Work instructions
Write out every one of the items below word for word, keeping each line in its original order.

┌──

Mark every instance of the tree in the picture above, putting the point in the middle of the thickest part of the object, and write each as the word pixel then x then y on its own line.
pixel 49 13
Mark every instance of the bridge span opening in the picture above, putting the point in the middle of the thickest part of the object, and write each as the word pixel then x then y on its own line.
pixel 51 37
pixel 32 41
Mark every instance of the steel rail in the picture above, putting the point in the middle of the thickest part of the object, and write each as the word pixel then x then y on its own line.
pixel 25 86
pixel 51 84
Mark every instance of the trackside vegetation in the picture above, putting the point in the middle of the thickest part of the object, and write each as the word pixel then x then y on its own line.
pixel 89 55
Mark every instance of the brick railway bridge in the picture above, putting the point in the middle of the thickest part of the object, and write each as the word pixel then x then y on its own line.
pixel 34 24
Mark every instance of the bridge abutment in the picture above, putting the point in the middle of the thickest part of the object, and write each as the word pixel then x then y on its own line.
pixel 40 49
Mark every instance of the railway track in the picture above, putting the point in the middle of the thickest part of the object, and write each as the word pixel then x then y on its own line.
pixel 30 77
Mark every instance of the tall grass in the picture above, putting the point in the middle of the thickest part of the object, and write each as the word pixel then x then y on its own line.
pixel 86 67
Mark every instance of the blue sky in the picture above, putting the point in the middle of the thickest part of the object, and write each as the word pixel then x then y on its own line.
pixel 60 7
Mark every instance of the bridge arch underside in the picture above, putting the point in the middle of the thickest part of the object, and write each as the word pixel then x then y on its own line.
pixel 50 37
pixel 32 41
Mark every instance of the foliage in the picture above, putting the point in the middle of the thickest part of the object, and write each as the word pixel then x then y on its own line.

└──

Reply to the task
Mark every instance of the tree in the picture above, putting the point in the middle of the thickest part of the object, and write each as the word pixel then x then y on its own line.
pixel 49 13
Mark every instance of the bridge span opening in the picture above, putting the point in the middle of the thickest part of the object, and write each as the word pixel then x then y on its own line.
pixel 51 37
pixel 32 41
Mark every instance of the steel rail in the picture above, putting the point in the middle of the thickest part of the object, and write each as the word pixel then x then y on its own line.
pixel 25 86
pixel 51 84
Mark every instance of the trackside vegetation in the picture above, putting the point in the middle of the thickest part of the object, and write each as the word pixel then x then y on its own line.
pixel 89 55
Mark every instance of the brick railway bridge in the picture above, putting the point in the middle of the thickest part of the object, and write each as the word pixel then x then y on its own line.
pixel 34 24
Mark every instance of the bridge abutment in the picture above, putting the point in the middle of the thickest part of the object, and write each as the word pixel then x then y on its own line.
pixel 40 49
Mark every instance of the railway track in the picture above, putting the point in the middle of the thickest part of the object, and write each as the word pixel then x then y on its own line.
pixel 30 77
Mark every instance of the tall grass in the picture above, putting the point in the middle of the thickest part of the object, and write each as the word pixel then x then y on its own line.
pixel 86 67
Mark every instance of the blue sky in the picture above, putting the point in the middle of the thickest part of the object, and write each as the word pixel then x then y on its own line.
pixel 60 7
Mark every instance of the bridge arch underside in the picture above, putting the point in the middle of the thickest part of the object, and write each as the word pixel then x then y on its own line.
pixel 50 37
pixel 32 41
Mark every instance of the foliage in the picture above, putting the point in the middle of the thickest part of the object, and write each as the word pixel then x then y on its own line.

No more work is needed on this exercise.